━━ Data for the task

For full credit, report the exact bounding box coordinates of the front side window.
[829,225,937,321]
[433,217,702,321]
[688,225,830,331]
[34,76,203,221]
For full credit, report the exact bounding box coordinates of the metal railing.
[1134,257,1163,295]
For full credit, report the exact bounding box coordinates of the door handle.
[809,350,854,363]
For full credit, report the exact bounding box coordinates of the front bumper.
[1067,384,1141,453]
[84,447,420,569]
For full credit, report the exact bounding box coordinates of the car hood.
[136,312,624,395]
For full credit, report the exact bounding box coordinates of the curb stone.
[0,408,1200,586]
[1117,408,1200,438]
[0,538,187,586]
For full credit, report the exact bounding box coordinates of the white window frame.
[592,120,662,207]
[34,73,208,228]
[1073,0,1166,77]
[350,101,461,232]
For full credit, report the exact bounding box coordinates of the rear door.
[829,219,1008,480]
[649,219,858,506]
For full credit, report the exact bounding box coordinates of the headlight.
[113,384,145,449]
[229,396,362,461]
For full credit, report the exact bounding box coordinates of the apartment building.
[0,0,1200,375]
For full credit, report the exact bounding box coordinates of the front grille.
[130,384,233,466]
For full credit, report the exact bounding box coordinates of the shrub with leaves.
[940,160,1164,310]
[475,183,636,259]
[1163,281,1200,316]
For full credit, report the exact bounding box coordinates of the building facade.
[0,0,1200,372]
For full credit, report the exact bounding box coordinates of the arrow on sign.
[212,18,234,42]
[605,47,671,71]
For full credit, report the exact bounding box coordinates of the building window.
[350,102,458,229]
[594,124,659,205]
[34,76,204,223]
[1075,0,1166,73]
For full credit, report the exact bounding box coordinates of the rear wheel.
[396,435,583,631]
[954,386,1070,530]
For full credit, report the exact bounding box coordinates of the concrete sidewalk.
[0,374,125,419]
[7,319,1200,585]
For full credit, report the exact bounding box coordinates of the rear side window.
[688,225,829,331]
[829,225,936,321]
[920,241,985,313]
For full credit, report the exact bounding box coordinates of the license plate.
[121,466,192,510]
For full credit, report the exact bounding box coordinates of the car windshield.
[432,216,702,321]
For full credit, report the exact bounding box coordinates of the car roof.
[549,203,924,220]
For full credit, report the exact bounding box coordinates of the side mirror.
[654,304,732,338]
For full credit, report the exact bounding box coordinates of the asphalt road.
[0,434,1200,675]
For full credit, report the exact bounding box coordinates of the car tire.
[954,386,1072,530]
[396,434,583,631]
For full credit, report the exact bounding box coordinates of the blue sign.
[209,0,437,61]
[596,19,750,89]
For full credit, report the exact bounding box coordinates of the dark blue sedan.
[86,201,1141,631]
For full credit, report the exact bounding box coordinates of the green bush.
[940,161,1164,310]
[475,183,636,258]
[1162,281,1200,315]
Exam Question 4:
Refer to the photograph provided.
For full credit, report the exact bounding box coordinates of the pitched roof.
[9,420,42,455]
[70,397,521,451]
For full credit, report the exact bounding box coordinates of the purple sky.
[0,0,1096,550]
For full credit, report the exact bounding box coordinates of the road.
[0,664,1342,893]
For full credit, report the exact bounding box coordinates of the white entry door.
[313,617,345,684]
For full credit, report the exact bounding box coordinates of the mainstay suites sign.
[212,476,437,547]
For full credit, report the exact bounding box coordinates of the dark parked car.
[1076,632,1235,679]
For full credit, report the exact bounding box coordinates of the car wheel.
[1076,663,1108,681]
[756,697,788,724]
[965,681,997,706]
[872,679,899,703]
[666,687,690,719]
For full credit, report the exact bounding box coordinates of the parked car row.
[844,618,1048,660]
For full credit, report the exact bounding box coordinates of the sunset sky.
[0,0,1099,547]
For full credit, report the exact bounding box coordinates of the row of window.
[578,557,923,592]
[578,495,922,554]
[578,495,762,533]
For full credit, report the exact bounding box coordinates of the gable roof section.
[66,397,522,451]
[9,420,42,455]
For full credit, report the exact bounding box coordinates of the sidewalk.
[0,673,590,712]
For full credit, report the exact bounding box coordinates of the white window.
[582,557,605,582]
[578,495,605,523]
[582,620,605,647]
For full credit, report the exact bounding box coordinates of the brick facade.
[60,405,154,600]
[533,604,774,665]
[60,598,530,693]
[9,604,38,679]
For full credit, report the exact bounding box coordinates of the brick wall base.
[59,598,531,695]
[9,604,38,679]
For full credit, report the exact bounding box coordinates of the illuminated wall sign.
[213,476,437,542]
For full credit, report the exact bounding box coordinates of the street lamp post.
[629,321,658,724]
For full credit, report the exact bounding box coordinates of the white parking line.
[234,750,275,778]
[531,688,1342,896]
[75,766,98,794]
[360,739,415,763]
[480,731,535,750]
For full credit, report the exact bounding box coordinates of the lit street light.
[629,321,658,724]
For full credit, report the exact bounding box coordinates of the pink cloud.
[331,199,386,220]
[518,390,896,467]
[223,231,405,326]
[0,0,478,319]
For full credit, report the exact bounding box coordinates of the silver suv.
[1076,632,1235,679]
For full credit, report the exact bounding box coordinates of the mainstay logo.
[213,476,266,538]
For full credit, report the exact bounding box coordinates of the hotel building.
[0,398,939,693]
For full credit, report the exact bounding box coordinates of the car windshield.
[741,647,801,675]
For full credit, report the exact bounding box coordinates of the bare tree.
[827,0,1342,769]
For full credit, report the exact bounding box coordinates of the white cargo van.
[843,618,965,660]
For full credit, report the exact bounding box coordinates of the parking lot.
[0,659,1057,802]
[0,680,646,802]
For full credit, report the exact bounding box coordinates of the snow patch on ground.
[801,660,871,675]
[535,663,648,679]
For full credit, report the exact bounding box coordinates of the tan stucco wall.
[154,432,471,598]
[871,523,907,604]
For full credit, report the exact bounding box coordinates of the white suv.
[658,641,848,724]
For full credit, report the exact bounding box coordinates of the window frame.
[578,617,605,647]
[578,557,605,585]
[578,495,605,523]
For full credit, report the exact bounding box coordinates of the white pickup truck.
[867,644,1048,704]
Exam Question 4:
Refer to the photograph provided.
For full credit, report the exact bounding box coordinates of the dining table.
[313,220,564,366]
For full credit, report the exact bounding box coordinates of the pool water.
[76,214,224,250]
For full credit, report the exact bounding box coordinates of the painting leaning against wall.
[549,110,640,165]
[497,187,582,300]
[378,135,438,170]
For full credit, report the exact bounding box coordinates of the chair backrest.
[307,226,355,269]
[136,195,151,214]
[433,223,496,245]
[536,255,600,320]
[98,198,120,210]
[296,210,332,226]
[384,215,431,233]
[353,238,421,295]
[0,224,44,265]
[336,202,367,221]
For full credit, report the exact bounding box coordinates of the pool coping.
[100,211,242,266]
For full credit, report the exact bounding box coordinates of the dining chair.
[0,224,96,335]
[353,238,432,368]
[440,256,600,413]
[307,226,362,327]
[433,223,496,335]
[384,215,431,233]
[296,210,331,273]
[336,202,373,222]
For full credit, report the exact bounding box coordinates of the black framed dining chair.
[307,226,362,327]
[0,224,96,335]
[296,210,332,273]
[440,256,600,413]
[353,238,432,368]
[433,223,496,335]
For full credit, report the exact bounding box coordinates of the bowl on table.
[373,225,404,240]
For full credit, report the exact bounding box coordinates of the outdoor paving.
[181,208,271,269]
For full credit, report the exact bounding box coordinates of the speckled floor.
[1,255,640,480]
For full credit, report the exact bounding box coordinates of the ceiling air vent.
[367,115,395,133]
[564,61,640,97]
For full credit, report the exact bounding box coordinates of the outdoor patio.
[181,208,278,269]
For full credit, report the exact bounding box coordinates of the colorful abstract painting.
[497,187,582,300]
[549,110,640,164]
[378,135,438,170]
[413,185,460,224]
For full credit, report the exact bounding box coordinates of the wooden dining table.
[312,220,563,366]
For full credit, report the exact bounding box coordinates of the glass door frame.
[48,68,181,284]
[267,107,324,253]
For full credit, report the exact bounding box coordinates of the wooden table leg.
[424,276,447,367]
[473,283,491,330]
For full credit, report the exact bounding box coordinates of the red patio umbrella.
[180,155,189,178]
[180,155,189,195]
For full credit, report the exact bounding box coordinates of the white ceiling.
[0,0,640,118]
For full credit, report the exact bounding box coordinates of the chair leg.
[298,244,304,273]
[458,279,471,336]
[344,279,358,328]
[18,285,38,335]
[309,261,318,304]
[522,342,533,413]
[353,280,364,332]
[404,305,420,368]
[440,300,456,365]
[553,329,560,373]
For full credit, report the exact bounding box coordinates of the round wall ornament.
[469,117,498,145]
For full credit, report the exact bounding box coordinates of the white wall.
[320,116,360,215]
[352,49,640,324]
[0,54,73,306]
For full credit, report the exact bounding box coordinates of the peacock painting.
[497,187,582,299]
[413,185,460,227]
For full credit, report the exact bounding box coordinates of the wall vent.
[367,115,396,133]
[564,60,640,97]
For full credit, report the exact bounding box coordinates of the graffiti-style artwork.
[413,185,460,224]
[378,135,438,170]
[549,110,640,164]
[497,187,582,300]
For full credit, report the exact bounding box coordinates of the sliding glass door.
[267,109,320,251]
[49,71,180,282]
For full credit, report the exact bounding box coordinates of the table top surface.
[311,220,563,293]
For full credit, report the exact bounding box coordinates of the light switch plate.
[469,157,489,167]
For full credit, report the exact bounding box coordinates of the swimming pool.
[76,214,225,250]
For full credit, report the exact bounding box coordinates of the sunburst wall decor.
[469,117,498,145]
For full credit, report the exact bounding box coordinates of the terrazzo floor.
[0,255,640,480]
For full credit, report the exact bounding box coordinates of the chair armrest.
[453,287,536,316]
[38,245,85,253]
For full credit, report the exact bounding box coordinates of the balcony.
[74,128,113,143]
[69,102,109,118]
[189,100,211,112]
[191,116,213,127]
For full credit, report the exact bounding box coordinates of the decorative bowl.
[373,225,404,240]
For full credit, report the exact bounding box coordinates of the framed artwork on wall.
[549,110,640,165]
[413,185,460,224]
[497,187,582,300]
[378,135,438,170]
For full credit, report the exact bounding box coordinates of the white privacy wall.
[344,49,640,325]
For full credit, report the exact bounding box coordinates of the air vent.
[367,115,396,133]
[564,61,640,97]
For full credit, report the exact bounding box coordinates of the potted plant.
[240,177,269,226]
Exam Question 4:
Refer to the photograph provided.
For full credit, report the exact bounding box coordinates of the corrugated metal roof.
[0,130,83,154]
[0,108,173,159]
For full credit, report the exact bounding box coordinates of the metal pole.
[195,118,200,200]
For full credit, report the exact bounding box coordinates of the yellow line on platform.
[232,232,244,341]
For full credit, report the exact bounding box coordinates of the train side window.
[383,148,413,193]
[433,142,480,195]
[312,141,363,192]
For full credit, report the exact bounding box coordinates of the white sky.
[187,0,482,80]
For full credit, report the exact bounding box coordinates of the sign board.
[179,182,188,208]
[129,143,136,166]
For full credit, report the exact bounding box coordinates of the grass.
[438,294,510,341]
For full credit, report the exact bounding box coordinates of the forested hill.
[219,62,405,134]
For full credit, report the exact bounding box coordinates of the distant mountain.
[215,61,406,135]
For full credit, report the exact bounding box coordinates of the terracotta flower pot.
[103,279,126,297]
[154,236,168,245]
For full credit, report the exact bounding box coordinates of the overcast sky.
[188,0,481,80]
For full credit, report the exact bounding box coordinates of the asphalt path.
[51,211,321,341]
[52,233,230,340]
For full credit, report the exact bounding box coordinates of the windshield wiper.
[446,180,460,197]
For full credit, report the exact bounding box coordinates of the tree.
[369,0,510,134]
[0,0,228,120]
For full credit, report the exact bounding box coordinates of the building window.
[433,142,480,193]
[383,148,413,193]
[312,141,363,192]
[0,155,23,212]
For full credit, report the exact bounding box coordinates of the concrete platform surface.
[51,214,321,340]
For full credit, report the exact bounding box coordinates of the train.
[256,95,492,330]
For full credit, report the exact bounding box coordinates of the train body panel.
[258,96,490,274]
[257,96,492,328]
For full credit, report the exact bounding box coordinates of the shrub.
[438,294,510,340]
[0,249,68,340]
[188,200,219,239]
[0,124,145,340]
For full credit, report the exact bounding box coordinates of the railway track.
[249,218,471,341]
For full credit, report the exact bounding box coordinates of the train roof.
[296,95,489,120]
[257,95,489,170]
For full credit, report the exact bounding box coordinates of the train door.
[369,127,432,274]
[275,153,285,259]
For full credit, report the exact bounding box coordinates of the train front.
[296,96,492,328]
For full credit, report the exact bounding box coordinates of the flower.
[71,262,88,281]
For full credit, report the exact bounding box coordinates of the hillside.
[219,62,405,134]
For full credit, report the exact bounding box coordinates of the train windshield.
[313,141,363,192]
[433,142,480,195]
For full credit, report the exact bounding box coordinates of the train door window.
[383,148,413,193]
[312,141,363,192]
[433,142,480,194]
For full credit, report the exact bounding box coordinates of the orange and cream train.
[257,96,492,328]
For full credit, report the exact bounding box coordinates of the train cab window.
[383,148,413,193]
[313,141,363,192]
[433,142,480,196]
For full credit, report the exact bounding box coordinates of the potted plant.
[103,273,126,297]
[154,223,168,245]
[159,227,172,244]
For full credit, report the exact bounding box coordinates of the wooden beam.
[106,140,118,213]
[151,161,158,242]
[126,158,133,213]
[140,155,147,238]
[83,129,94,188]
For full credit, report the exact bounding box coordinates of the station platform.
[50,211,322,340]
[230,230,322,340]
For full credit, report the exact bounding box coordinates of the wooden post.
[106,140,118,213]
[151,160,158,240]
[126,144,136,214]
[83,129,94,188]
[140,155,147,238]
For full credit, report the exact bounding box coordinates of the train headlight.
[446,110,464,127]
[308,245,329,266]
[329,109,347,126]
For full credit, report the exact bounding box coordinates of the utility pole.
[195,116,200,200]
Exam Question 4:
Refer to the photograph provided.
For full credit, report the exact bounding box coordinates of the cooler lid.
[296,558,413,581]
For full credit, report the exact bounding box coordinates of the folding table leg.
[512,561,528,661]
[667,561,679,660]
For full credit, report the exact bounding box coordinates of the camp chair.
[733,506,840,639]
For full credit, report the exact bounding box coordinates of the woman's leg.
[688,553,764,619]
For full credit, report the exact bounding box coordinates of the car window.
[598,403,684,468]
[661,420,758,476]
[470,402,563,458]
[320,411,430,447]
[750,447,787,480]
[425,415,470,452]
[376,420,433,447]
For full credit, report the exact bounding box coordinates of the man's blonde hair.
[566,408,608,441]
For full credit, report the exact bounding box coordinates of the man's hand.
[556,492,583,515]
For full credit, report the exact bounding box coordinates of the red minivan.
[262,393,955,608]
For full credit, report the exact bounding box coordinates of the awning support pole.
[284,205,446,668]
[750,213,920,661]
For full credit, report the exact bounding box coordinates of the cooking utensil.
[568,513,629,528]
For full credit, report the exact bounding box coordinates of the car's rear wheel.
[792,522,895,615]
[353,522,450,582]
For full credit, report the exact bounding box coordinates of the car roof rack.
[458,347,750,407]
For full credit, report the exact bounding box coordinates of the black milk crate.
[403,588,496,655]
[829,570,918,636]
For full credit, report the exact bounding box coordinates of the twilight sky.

━━━━

Your goal
Pull out every line of the records that contains the string "framed", with case counting.

Final result
For full credit, report the exact bounding box coordinates of the black framed dining chair.
For full credit, report the exact bounding box coordinates of the framed artwork on wall.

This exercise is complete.